====== DATA RECORDS ======

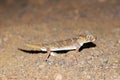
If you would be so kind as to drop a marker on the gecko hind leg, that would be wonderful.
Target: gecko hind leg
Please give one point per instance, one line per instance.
(48, 54)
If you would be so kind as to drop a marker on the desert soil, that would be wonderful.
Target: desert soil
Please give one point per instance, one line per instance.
(44, 21)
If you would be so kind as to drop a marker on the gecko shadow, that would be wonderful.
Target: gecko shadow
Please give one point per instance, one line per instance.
(85, 46)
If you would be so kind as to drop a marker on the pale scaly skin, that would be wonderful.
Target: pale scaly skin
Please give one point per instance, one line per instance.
(68, 44)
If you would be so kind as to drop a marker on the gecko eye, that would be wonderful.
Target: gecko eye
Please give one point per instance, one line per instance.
(90, 38)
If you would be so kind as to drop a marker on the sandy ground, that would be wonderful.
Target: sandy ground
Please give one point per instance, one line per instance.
(43, 21)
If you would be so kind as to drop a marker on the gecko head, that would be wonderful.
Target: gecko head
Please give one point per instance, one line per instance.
(84, 38)
(90, 38)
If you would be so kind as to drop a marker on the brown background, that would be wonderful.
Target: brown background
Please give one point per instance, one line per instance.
(43, 21)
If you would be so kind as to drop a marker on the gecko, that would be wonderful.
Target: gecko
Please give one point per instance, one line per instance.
(68, 44)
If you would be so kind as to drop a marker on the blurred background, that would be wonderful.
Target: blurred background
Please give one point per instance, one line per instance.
(44, 21)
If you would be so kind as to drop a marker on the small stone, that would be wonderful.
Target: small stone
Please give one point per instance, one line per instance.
(119, 41)
(58, 77)
(5, 39)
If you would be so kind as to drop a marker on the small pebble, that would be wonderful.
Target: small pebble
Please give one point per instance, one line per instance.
(5, 39)
(58, 77)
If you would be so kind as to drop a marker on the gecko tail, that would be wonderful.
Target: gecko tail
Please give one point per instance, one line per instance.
(34, 46)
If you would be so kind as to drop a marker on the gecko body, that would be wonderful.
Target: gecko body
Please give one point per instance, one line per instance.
(68, 44)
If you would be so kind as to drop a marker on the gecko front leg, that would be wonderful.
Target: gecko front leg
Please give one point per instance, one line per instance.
(76, 51)
(48, 54)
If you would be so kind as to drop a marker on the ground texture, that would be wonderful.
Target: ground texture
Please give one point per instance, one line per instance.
(44, 21)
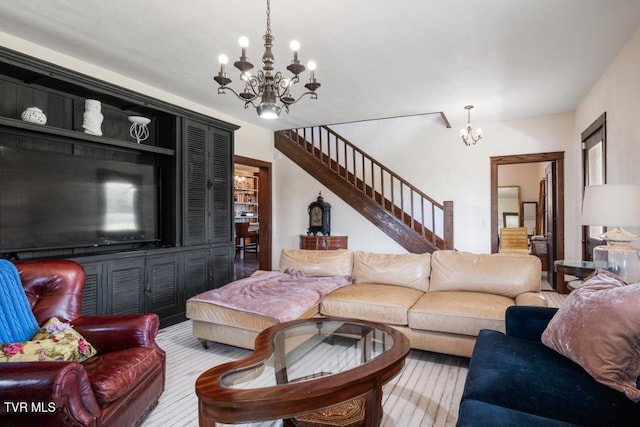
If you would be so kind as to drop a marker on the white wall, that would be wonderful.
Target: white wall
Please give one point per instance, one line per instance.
(617, 93)
(434, 159)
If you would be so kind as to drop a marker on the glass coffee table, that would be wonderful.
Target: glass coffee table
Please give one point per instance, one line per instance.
(308, 370)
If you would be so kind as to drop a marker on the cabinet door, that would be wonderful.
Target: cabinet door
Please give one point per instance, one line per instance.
(161, 288)
(125, 284)
(208, 184)
(195, 183)
(93, 298)
(220, 155)
(222, 259)
(196, 273)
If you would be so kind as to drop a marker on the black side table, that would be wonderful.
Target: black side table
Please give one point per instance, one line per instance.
(579, 269)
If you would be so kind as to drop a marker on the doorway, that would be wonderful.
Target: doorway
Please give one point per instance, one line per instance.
(259, 215)
(554, 196)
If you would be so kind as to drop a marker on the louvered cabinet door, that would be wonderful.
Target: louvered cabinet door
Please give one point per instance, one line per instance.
(220, 155)
(161, 287)
(195, 183)
(93, 299)
(125, 284)
(222, 265)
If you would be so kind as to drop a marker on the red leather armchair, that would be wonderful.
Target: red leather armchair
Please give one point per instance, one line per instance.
(117, 387)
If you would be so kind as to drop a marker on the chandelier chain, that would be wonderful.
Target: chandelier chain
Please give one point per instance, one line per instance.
(268, 91)
(268, 16)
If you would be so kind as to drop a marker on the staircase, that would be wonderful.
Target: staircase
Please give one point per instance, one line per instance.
(414, 220)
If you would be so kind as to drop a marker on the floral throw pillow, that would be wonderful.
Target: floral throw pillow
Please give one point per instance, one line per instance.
(54, 341)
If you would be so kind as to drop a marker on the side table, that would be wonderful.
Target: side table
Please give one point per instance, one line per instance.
(579, 269)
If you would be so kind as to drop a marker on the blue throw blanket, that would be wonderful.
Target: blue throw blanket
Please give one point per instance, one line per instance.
(17, 322)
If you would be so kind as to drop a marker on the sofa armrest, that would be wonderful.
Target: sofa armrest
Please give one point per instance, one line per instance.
(114, 333)
(531, 298)
(52, 392)
(528, 321)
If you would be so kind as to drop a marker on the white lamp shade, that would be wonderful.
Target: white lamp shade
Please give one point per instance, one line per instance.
(611, 205)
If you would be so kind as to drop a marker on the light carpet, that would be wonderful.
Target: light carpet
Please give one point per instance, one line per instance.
(426, 393)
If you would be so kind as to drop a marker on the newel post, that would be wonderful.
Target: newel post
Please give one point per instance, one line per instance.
(447, 225)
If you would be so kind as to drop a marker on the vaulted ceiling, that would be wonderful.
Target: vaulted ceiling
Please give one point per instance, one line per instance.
(510, 58)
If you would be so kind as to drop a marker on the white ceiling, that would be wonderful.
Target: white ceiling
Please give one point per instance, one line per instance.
(376, 59)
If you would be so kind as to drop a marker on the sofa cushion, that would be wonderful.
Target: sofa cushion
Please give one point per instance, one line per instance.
(456, 312)
(411, 270)
(597, 327)
(17, 322)
(501, 274)
(474, 413)
(378, 303)
(113, 375)
(525, 375)
(317, 263)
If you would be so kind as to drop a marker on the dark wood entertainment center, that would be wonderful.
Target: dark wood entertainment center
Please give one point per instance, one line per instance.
(193, 156)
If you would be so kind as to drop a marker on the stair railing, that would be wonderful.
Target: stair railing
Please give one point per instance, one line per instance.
(422, 214)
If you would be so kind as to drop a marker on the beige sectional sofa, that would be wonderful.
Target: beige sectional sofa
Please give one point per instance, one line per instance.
(440, 301)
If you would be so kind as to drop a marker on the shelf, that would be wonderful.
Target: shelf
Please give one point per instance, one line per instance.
(80, 136)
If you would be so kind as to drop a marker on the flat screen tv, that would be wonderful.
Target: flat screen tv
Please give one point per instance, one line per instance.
(50, 200)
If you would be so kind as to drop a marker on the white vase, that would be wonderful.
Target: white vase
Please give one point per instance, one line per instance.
(92, 117)
(34, 115)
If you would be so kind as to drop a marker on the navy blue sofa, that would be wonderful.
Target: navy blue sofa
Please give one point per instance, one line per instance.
(515, 380)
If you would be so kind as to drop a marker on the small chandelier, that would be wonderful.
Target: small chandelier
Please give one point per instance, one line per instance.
(270, 87)
(467, 133)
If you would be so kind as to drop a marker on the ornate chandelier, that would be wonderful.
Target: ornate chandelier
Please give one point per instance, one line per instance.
(467, 133)
(272, 88)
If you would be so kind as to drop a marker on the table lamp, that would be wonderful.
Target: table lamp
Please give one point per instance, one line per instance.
(617, 206)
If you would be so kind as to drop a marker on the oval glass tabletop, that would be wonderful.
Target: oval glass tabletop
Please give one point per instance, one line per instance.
(311, 350)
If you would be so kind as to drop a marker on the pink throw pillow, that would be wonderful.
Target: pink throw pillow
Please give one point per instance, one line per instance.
(598, 327)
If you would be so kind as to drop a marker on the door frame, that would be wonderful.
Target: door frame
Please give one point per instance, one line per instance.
(264, 202)
(556, 157)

======

→ WHAT IS EXPECTED
Exclude the pictures and reproduce every entry exactly.

→ OUTPUT FOR THIS EXERCISE
If you would be so kind as to drop a marker on the gecko hind leg, that would be wonderful.
Target: gecko hind leg
Please give one point per instance, one line per instance.
(48, 54)
If you would be so kind as to drop a marker on the desert soil, that would be wonderful.
Target: desert soil
Please give one point per instance, one line per instance.
(44, 21)
If you would be so kind as to drop a marker on the gecko shadow, that would be wonderful.
Target: gecko shadow
Please give one point per instance, one line per instance.
(85, 46)
If you would be so kind as to drop a marker on the pale scaly skin, that would be wonderful.
Target: pale scaly skin
Please give one point per instance, one line per instance.
(68, 44)
If you would be so kind as to drop a marker on the gecko eye, that would be wonderful.
Target: gecko eye
Please give one point per instance, one line per instance.
(90, 38)
If you would be so kind as to drop a marker on the sandy ground, that would be wonderful.
Target: sandy ground
Please give one point per instance, one line per instance.
(43, 21)
If you would be so kind as to drop a marker on the gecko head, that would be wonderful.
Target: gecko head
Please give one point per instance, one line per instance.
(84, 38)
(90, 38)
If you would be so kind as to drop a marker on the brown background, that would be wonderful.
Target: brown background
Please give one point per instance, one line per instance.
(43, 21)
If you would be so kind as to drop a marker on the gecko, that would be wonderful.
Target: gecko
Please give one point per instance, one line per instance.
(68, 44)
If you would be so kind as to drop a marker on the blurred background, that would be wonderful.
Target: blurred background
Please give one point per instance, one line per instance.
(44, 21)
If you would be so kind as to drop a marker on the small stone, that would be wonderful.
Target: small stone
Please give one point per instance, one line per instance.
(119, 41)
(58, 77)
(5, 39)
If you would be so kind as to drop a marker on the small pebble, that would be wonderful.
Target: small pebble
Please give one point per instance, one line per instance.
(5, 39)
(58, 77)
If you would be so kind as to drop a marker on the gecko tail, that would be wonderful.
Target: gecko tail
Please give one point per instance, one line per instance.
(34, 46)
If you would be so kind as to drop a marker on the gecko body, that would be wonderful.
Target: gecko body
Please give one point per instance, one line per instance.
(68, 44)
If you would be so kind as to drop a marker on the gecko front leg, that would be wonderful.
Target: gecko front leg
Please give one point per instance, one line per instance.
(76, 51)
(48, 54)
If you would be so kind as to drop a marker on the ground texture, that would be wonderful.
Target: ground texture
Please give one point per instance, one line per instance.
(44, 21)
If you would be so kind as to drop a marker on the white wall, that would be wonderful.
Target: white wall
Please give one point per instance, one line per instance.
(617, 93)
(434, 159)
If you would be so kind as to drop a marker on the glass coffee table, that would be wonderful.
Target: glass coffee table
Please give one point per instance, one line per instance.
(308, 370)
If you would be so kind as to drop a marker on the cabinet door, that would be wonderful.
Target: cabinet door
Please give one point per instance, one line per instance.
(161, 288)
(125, 284)
(208, 184)
(195, 183)
(93, 298)
(220, 155)
(222, 259)
(196, 273)
If you would be so kind as to drop a marker on the black side table, that would be wonderful.
Target: black side table
Please give one point per instance, one line per instance.
(579, 269)
If you would be so kind as to drop a marker on the doorway, that would be wonderful.
Target: doorway
Please give one point per instance, one line per instance.
(259, 215)
(554, 196)
If you would be so kind as to drop a marker on the louvered cabinet door, that would be wonderful.
Target: louvered cabinet door
Please give one point per instance, one line per instance.
(220, 155)
(161, 287)
(195, 183)
(93, 299)
(125, 284)
(222, 265)
If you would be so kind as to drop a marker on the red leather armchair, that would be wonderful.
Target: red leather armchair
Please give one point per instance, one line per instance.
(117, 387)
If you would be so kind as to drop a marker on the chandelier chain, that would be wonderful.
Target: chandelier chain
Please give one point per instance, one line per instance.
(268, 91)
(268, 16)
If you would be so kind as to drop a marker on the staircase, that would be wonderful.
Target: staircase
Please give one point per instance, one line per instance.
(414, 220)
If you would be so kind as to drop a marker on the floral throw pillow, that would be wonderful.
Target: floral throw pillow
Please give one point per instance, one line per instance.
(54, 341)
If you would be so kind as to drop a marker on the side table, that would be wonderful.
Target: side table
Please give one point per instance, one line per instance.
(579, 269)
If you would be so kind as to drop a marker on the blue throw blanket, that would be wonderful.
Target: blue throw blanket
Please give one point per instance, one line per instance.
(17, 322)
If you would be so kind as to drop a marker on the sofa armrest, that would be wonderful.
Target: sofa armrest
Please give one point per instance, one line per instance.
(114, 333)
(531, 298)
(52, 392)
(528, 321)
If you would be so kind as to drop a marker on the white lamp shade, that would be wonderful.
Target: white lamp shade
Please give one point per instance, one line per instance.
(611, 205)
If you would be so kind as to drop a marker on the light carpet, that would be wonderful.
Target: light carpet
Please give one point per instance, one line per instance.
(426, 393)
If you would be so kind as to drop a marker on the newel post, that would be wonderful.
Target: newel post
Please give one point per instance, one line per instance.
(447, 225)
If you would be so kind as to drop a marker on the vaulted ceiling, that would be wonderful.
Target: vaulted ceiling
Please give one point per instance, one line per instance.
(510, 58)
If you would be so kind as to drop a marker on the white ceiling, that would be wonderful.
Target: white ceiling
Please give one point per instance, one line per instance.
(376, 59)
If you would be so kind as to drop a marker on the sofa cushion, that would be wonderful.
Target: sofa cushion
Please give one point per instance, one line per instance.
(456, 312)
(411, 270)
(597, 327)
(17, 322)
(501, 274)
(474, 413)
(378, 303)
(113, 375)
(525, 375)
(317, 263)
If you would be so kind as to drop a marker on the dark wood entertainment center, that would be wonderful.
Target: dark wood entertainment center
Please give one point per instance, one line per instance.
(193, 156)
If you would be so kind as to drop a marker on the stair railing, that would be wonderful.
Target: stair railing
Please give one point per instance, one line per instance.
(422, 214)
If you would be so kind as to drop a marker on the beige sectional sofa, that would be wonderful.
Target: beige sectional sofa
Please give one point per instance, one line per instance.
(440, 301)
If you would be so kind as to drop a marker on the shelf, that would be wonderful.
Target: shelf
Please give one point per instance, one line per instance.
(80, 136)
If you would be so kind as to drop a marker on the flat screen tv, that would be wonderful.
Target: flat screen tv
Please give one point per instance, one line per instance.
(50, 200)
If you would be so kind as to drop a marker on the white vase, that would be wonderful.
Target: white vase
Please give one point per instance, one line per instance.
(92, 117)
(34, 115)
If you would be so kind as to drop a marker on the navy blue sofa, that would be wonderful.
Target: navy blue sofa
Please give one point per instance, one line per instance.
(515, 380)
If you would be so kind as to drop a marker on the small chandelier, that would be wonderful.
Target: small chandelier
Please give one point per instance, one line per instance.
(270, 87)
(467, 133)
If you would be so kind as to drop a marker on the ornate chandelier, that would be wonderful.
Target: ornate chandelier
Please give one point per instance, one line per instance.
(467, 133)
(272, 88)
If you would be so kind as to drop a marker on the table lamp, that would be wonderful.
Target: table lamp
Please give one point per instance, one line per instance.
(617, 206)
If you would be so kind as to drop a marker on the oval glass tabletop, that would be wonderful.
Target: oval glass tabletop
Please give one point per instance, one line per instance.
(311, 350)
If you would be so kind as to drop a marker on the pink throw pillow, that would be wonderful.
Target: pink throw pillow
Please give one point per instance, one line per instance.
(598, 327)
If you would be so kind as to drop a marker on the door frame, that would be wonderful.
Target: door frame
Please give one point per instance, one line per instance.
(264, 202)
(556, 157)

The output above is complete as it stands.